EXCERPT PROVIDED —

....

What is SegWit? | Beginner's Guide
SegWit does not increase the block size limit, but allows more transactions in 1 MB blocks.
What is SegWit?
SegWit (Segregated Witness) is a protocol upgrade that changes the way how data is stored. It was activated on litecoin on 10 May, 2017, and on bitcoin on 23 August, 2017. SegWit is the process by which the block size limit on a blockchain is increased by removing signature data from Bitcoin transactions. When certain parts of a transaction are removed, this frees up space or capacity to add more transactions to the chain.
SegWit introduced a new concept called “block weight”. This is the combined size of the block with and without signature data, which has a limit of 4 MB, while the base block size limit for transactions remains at 1 MB. This means that SegWit is compatible with the previous protocol and and avoids the need for a hard fork.

....

INPUT ROWS —
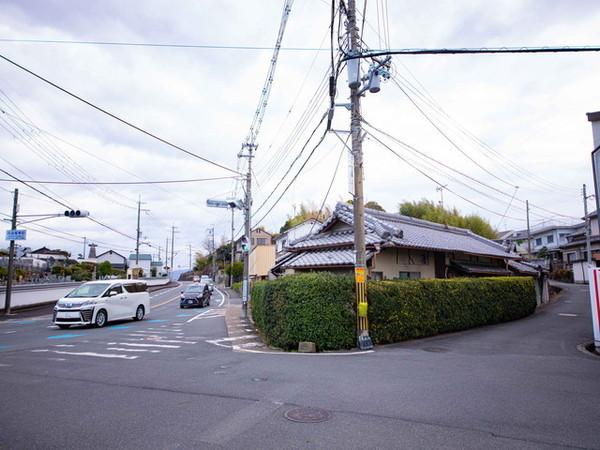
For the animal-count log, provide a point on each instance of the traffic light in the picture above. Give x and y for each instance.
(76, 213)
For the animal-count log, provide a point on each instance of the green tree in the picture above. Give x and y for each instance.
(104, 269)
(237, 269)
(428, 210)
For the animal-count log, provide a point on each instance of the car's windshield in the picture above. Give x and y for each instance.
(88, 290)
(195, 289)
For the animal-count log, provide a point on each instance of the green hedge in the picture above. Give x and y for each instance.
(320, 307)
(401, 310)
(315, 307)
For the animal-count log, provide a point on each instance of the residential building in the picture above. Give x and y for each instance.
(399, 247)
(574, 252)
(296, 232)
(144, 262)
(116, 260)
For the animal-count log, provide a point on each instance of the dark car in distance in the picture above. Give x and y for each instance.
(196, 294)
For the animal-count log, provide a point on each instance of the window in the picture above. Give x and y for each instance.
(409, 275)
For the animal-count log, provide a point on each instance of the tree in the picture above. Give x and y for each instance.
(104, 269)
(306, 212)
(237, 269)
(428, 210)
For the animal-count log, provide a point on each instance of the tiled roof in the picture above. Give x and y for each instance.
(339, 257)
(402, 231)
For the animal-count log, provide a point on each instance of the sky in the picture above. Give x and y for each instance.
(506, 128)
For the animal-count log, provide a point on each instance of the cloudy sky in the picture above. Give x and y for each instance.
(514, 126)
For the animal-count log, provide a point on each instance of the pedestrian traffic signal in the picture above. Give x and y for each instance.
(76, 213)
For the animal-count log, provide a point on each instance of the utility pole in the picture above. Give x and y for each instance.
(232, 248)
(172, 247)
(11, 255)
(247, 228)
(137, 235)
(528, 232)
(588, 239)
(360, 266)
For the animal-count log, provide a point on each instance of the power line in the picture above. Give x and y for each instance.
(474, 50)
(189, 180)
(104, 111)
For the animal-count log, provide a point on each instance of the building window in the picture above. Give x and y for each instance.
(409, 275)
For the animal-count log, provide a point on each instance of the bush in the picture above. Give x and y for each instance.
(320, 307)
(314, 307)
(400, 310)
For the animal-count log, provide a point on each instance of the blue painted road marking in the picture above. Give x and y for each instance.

....

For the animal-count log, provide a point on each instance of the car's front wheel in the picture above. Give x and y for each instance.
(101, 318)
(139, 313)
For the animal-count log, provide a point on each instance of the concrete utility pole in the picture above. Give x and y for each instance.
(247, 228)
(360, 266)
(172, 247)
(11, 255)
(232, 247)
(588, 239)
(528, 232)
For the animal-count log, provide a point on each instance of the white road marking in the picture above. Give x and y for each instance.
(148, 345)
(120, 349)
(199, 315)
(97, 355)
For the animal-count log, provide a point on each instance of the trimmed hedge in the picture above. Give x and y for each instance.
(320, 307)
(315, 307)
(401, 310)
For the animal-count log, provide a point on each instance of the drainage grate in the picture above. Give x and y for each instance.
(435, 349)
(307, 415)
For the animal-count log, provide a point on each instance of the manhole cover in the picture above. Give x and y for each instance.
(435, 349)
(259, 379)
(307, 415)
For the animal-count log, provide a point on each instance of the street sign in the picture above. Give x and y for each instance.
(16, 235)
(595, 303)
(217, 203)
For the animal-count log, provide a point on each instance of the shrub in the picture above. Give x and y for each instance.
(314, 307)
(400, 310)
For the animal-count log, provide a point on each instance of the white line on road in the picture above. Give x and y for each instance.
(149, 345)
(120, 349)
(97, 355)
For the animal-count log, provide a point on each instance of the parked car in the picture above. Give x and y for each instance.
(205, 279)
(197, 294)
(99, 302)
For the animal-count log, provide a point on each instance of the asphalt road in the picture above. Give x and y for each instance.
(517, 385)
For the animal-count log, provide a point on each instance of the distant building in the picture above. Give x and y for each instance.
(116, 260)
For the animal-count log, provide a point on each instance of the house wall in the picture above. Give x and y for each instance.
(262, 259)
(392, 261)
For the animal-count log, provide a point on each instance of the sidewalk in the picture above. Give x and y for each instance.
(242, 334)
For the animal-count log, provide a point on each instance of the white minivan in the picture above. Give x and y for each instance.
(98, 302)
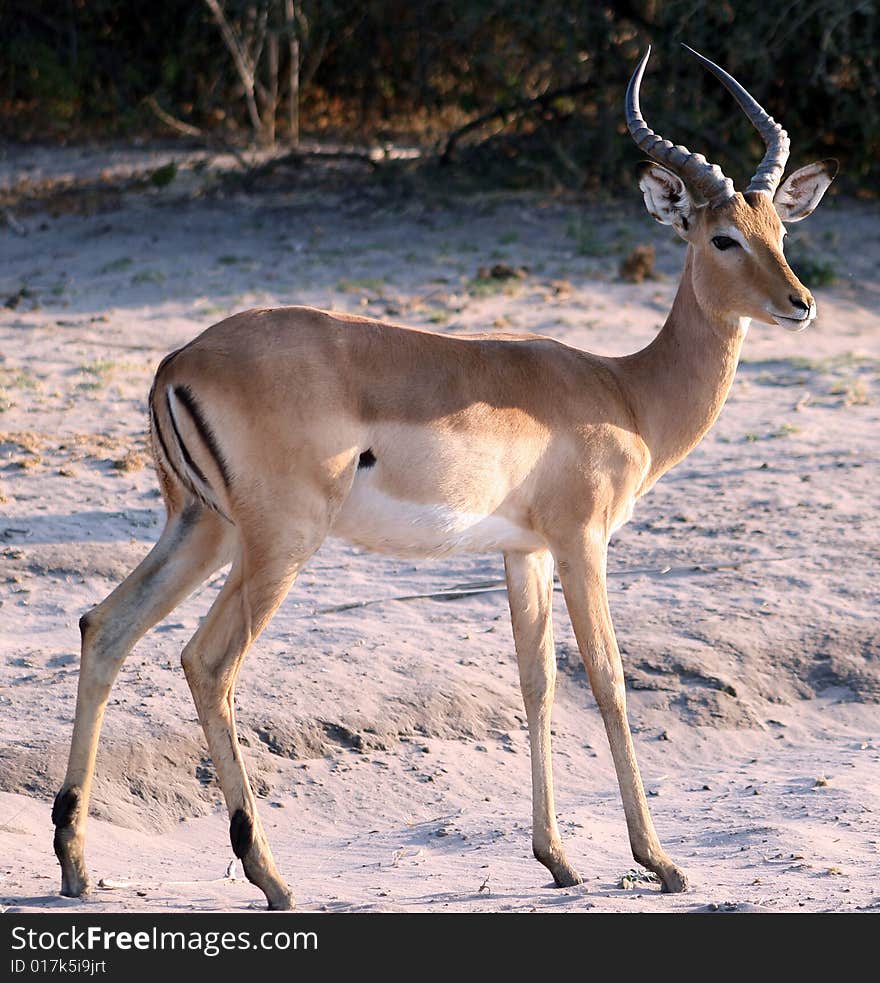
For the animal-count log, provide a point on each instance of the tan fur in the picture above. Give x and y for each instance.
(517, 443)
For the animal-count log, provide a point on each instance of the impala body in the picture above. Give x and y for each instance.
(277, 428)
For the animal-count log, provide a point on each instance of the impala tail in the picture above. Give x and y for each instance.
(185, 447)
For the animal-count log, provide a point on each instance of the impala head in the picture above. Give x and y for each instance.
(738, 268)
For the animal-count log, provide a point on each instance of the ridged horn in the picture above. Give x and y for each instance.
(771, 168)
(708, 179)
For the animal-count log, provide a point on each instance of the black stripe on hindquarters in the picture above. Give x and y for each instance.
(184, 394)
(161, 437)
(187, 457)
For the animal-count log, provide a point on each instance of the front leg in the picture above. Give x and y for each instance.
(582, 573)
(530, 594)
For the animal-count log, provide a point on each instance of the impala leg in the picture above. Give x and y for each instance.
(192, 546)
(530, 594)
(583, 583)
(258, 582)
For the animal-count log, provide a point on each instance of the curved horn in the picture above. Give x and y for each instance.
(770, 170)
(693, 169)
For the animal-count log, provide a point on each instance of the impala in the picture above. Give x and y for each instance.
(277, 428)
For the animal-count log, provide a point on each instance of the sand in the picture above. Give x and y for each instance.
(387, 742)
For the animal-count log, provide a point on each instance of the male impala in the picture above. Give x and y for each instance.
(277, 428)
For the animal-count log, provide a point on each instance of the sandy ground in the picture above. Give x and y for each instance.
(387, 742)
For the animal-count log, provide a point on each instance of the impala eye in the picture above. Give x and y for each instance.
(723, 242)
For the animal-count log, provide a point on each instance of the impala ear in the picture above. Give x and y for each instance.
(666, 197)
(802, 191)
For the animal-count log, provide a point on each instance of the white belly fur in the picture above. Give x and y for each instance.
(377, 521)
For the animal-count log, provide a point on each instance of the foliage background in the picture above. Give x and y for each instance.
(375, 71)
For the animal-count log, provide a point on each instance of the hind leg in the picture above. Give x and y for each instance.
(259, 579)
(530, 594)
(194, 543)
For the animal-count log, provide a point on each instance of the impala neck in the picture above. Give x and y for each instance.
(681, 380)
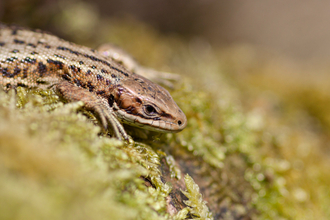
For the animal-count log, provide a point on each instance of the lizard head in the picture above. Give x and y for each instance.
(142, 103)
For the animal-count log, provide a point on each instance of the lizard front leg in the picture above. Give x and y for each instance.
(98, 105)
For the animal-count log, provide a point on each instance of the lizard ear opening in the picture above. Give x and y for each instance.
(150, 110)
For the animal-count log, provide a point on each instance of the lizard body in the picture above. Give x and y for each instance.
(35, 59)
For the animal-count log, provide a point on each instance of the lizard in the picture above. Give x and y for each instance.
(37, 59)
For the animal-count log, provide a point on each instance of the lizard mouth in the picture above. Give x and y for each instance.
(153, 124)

....

PROBLEMS TO SOLVE —
1. In the SegWit guide, what is the limit on block weight?
2. Count the lines in the records that contain the string "hedge", and reply with the number alone.

RESPONSES PER TASK —
1. 4 MB

2. 2